Evans said he had notified world anti-doping officials, who are now scrambling to implement a test for it before the Beijing Olympics start next week.
The compound, which is naturally produced in tiny amounts in human muscle cells and has been studied for decades, is readily available through scientific supply companies. One company was offering AICAR for $120 a gram. At that price, giving a person the drug in the same concentration the mice got would cost thousands of dollars a day.
Evans predicted that in the wake of his study, published in the journal Cell, the drug would “fly off the shelves.”
AICAR has been tested in humans for a variety of conditions. “It was found to be a quite safe drug, at least at the doses we were using,” said chemist Paul Laikind, who began testing it in the 1980s as a means of preserving blood flow to the heart during surgery.
Drug maker Schering-Plough Corp. is trying to develop it as an intravenous infusion for use during bypasses.
With more research, scientists said, the drug’s fat-burning properties could also help reduce weight, ward off diabetes, prevent heart disease and restore the fitness of bedridden patients.
The discovery of AICAR as a potential couch-potato exercise pill grew out of Evans’ continuing research on the physiology of muscle cells.
In 2004, he made headlines for engineering “marathon mice.” By injecting a single gene into the nucleus of a fertilized egg, he created mice born with more efficient muscles, faster metabolisms and stronger hearts.

The task:
In the article about AICAR, in which journal was Evans' study published?

Extracted entries:
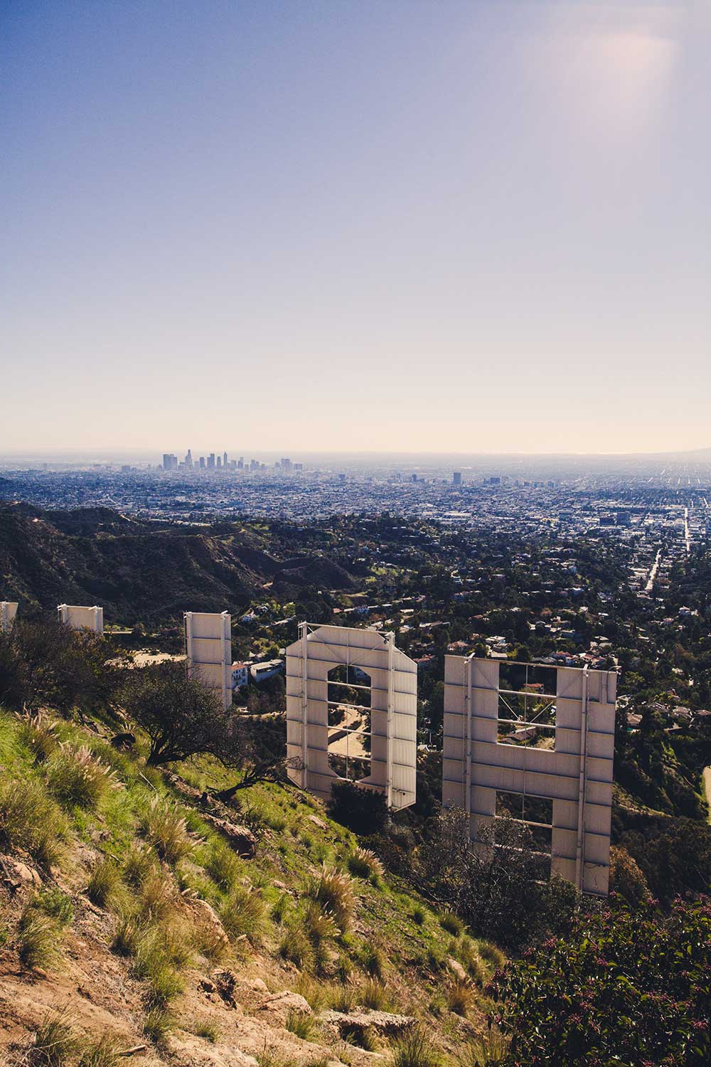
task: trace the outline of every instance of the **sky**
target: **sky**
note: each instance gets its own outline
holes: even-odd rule
[[[0,0],[0,453],[711,445],[711,3]]]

Solution for this task:
Cell